§ **Objective**
Could you reproduce every one of the rows below verbatim, with no changes?

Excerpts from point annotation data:
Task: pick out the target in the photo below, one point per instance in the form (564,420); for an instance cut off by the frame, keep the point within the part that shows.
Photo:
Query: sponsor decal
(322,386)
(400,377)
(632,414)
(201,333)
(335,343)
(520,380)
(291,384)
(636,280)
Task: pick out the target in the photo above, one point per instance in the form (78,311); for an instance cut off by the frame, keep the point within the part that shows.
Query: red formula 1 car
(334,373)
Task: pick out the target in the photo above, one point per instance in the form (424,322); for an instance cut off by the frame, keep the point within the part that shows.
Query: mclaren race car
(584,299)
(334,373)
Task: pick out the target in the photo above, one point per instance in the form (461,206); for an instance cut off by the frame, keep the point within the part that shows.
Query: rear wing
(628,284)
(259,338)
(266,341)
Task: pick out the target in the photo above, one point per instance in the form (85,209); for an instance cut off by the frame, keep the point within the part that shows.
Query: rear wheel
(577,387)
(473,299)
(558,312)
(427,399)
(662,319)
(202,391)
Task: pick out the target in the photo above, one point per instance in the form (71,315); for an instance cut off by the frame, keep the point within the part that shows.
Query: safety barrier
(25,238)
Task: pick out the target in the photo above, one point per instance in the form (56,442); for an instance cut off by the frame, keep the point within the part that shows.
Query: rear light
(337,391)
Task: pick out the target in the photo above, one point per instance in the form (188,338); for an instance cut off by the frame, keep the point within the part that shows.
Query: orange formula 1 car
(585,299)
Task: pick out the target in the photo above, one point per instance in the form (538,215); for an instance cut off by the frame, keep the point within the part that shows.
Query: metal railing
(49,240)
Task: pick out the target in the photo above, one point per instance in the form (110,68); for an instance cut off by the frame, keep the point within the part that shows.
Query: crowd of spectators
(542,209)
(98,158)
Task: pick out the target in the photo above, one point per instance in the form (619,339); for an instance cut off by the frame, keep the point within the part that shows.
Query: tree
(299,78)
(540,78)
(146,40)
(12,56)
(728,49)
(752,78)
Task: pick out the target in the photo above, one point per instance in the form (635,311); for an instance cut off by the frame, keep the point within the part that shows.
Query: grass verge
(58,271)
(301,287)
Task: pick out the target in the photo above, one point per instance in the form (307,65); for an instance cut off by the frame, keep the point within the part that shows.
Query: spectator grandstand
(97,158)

§ **Result for this task**
Task: pick out the target in the photo below, one point per instance in the form (564,420); for an instance cut off by the frame, keep the point within the part that shows.
Photo:
Query: sponsor decal
(322,386)
(400,377)
(632,414)
(201,333)
(335,343)
(520,380)
(291,384)
(636,280)
Task: pick out the target in the photo above, one point per instance in the form (78,311); for an instance cut off by the frame, keep the point within the part that shows.
Query: red formula 1 car
(334,373)
Task: pick out the target in the photo above, one point per instance in the form (424,322); for an instance cut off by the frame, keep the point within the part that shows.
Query: mclaren race car
(584,299)
(334,373)
Task: pick out the target in the photo above, one point per instance in the form (461,206); for an instance cut off by the frame, keep the point within the part that shows.
Query: rear wing
(628,284)
(259,338)
(266,341)
Task: pick out the target in the photo above, one point per instance in the form (85,209); for an instance cut off by the frame, keep the point within the part that shows.
Query: rear wheel
(577,387)
(473,299)
(558,312)
(427,399)
(662,319)
(202,391)
Task: pick out the target in the photo above, one point per instance in the form (71,315); for an instance cut off by the frame, keep the point within the part that shows.
Query: safety barrier
(25,238)
Task: pick out the target in the photo above, one point per instance in the form (56,442); for an instance cut off by the frame, keep the point within the part that shows.
Query: rear light
(337,391)
Task: pick out the target in the photo above, one point per instance in the form (188,338); for an instance cut off by the frame, keep the point within the part that shows.
Query: orange formula 1 car
(585,299)
Task: pick out the target in the photo above, one point per instance in the form (538,215); for an instance cut off by the frame, keep the point within the part that shows.
Query: metal railing
(49,240)
Task: pick out the target in the photo above, one point per instance in the form (110,68); for an instance cut off by the frame, keep the point within the part that shows.
Query: crowd of spectators
(542,209)
(98,158)
Task: pick out the target in the photo above, one point per instance in the form (619,339); for an instance cut off by the frame, keep the point within the part that shows.
Query: tree
(299,78)
(540,78)
(146,40)
(12,56)
(728,49)
(752,78)
Task: pick out the target in the photo above, one point per instance in the form (635,311); for an instance cut off by the frame, keep the point within the part that shows.
Query: grass verge
(58,271)
(301,287)
Task: pick out the target in the photo above, one point per instance in the form (307,65); for an instance cut off by the frame, keep the point within the part that shows.
Query: spectator grandstand
(97,158)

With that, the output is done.